Given data
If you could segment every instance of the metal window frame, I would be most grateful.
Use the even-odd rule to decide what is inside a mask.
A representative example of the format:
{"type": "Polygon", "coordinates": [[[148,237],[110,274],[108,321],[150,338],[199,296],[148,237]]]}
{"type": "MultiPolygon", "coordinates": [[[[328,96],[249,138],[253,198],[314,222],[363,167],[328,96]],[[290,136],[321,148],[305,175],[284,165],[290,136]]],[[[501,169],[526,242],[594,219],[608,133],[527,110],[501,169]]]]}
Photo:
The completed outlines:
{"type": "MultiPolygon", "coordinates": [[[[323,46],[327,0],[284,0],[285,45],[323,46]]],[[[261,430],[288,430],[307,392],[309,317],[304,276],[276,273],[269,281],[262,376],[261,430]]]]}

What is needed
Every entry above should be returned exactly as written.

Written reply
If you could segment every instance of the metal window frame, I would be most grateful.
Use the even-odd rule to decide what is inside a mask.
A representative example of the format:
{"type": "Polygon", "coordinates": [[[148,237],[110,274],[108,321],[150,338],[199,296],[148,237]]]}
{"type": "MultiPolygon", "coordinates": [[[[328,96],[249,138],[253,198],[314,222],[363,167],[328,96]],[[290,136],[321,148],[305,175],[284,165],[290,136]]],[[[501,169],[526,242],[594,219],[608,133],[527,110],[501,169]]]]}
Photo:
The completed outlines:
{"type": "MultiPolygon", "coordinates": [[[[323,46],[327,0],[284,0],[285,45],[323,46]]],[[[261,430],[288,430],[307,392],[309,317],[304,276],[276,273],[269,281],[262,376],[261,430]]]]}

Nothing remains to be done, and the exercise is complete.